* Exercise instructions
• 1. Using the Elias Pettersson profile, decide whether each statement agrees with it: (a) the Canucks picked Pettersson fifth overall in the 2017 NHL Entry Draft; (b) Pettersson was born in Ånge, Sweden; (c) Pettersson signed a five-year contract with the Växjö Lakers. Answer yes or no for each, quoting the deciding words.
• 2. Reproduce the passage of the Elias Pettersson profile starting with "Elias Fredrik Pettersson" and going on through "Bure in 1992.".
• 3. Go on with the Elias Pettersson profile from the point where it stops.

* Document excerpt
------------------------------

Elias Fredrik Pettersson (born 12 November 1998) is a Swedish professional ice hockey forward and alternate captain for the Vancouver Canucks of the National Hockey League (NHL). Pettersson was selected fifth overall by the Canucks in the 2017 NHL Entry Draft. Nicknamed "Petey" by Canucks fans, he was born in Sundsvall, Sweden, but grew up in Ånge, Sweden. After one of the greatest U20 seasons in SHL history in 2017–18 and winning the Le Mat Trophy with the Växjö Lakers, Pettersson made the Canucks opening night roster for the 2018–19 season. He won the Calder Memorial Trophy as the league's best rookie in 2019, becoming the second Canuck to do so after Pavel Bure in 1992.

Playing career

Sweden
Pettersson played hockey as a youth and made his professional debut with Timrå IK of the HockeyAllsvenskan. In his second season in Allsvenskan in 2016–17, Pettersson placed second on the team in scoring with 41 points in 43 games. Unable to help Timrå IK gain promotion, Pettersson signed a three-year contract with the Växjö Lakers of the top tier SHL, on 6 April 2017.

------------------------------

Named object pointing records
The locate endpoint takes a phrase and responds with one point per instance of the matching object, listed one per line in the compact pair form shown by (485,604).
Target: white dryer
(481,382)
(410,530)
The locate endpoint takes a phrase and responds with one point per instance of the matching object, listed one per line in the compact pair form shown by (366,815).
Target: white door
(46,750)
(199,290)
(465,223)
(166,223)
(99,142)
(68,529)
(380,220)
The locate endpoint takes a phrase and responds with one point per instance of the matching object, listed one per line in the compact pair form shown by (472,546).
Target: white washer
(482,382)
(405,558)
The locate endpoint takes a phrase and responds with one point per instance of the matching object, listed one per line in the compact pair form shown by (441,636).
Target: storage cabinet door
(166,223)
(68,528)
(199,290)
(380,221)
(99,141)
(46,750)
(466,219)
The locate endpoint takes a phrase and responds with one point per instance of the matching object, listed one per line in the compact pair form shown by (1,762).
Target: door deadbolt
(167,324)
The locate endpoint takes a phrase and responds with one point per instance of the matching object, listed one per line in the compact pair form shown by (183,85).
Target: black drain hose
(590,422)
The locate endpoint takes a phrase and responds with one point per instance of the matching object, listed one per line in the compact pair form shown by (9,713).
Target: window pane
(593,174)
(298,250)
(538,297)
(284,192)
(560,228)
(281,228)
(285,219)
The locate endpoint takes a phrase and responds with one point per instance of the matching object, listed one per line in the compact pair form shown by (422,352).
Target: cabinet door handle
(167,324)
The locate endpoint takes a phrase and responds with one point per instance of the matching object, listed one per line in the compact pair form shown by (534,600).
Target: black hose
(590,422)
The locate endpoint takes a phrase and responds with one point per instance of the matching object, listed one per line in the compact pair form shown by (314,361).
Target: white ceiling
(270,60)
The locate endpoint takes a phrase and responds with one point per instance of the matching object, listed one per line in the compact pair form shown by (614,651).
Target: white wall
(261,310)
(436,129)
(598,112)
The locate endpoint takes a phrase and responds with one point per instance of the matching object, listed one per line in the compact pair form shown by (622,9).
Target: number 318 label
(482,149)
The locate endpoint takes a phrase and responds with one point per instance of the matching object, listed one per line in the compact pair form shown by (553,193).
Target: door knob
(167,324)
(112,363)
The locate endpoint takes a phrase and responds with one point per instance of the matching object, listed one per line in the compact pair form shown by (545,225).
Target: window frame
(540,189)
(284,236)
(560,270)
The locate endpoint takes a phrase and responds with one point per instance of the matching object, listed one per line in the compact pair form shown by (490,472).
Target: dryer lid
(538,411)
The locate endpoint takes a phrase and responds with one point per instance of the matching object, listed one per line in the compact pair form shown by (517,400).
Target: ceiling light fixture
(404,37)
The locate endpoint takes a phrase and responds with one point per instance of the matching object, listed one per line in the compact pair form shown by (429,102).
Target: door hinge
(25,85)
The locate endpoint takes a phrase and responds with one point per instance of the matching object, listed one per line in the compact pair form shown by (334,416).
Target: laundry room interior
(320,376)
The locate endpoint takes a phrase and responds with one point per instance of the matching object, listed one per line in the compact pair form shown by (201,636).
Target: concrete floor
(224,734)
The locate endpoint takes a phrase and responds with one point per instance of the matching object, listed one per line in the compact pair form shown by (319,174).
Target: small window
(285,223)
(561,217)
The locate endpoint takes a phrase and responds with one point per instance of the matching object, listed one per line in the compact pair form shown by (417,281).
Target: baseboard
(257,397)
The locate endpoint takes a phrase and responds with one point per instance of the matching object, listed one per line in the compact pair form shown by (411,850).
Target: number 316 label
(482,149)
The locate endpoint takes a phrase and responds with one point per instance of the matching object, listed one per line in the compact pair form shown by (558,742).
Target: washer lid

------------------------------

* Responses to the tasks
• 1.
(a) Yes: "Pettersson was selected fifth overall by the Canucks in the 2017 NHL Entry Draft."
(b) No: "he was born in Sundsvall, Sweden, but grew up in Ånge, Sweden."
(c) No: "Pettersson signed a three-year contract with the Växjö Lakers of the top tier SHL, on 6 April 2017."

• 2.
Elias Fredrik Pettersson (born 12 November 1998) is a Swedish professional ice hockey forward and alternate captain for the Vancouver Canucks of the National Hockey League (NHL). Pettersson was selected fifth overall by the Canucks in the 2017 NHL Entry Draft. Nicknamed "Petey" by Canucks fans, he was born in Sundsvall, Sweden, but grew up in Ånge, Sweden. After one of the greatest U20 seasons in SHL history in 2017–18 and winning the Le Mat Trophy with the Växjö Lakers, Pettersson made the Canucks opening night roster for the 2018–19 season. He won the Calder Memorial Trophy as the league's best rookie in 2019, becoming the second Canuck to do so after Pavel Bure in 1992.

• 3.
Pettersson was ranked second among European skaters by the NHL Central Scouting Bureau in his first year of eligibility for the 2017 NHL Entry Draft. He was selected as the first Swedish player taken in the draft, fifth overall, by the Vancouver Canucks, joining former linemate and Canucks prospect Jonathan Dahlén on 23 June 2017. It was speculated the Canucks drafted Pettersson based partly on highly successful chemistry with Dahlén on the top line for Timrå IK, where they finished fifth and ninth in league scoring as teenagers. The two scored on the first shift they ever played together in Sweden.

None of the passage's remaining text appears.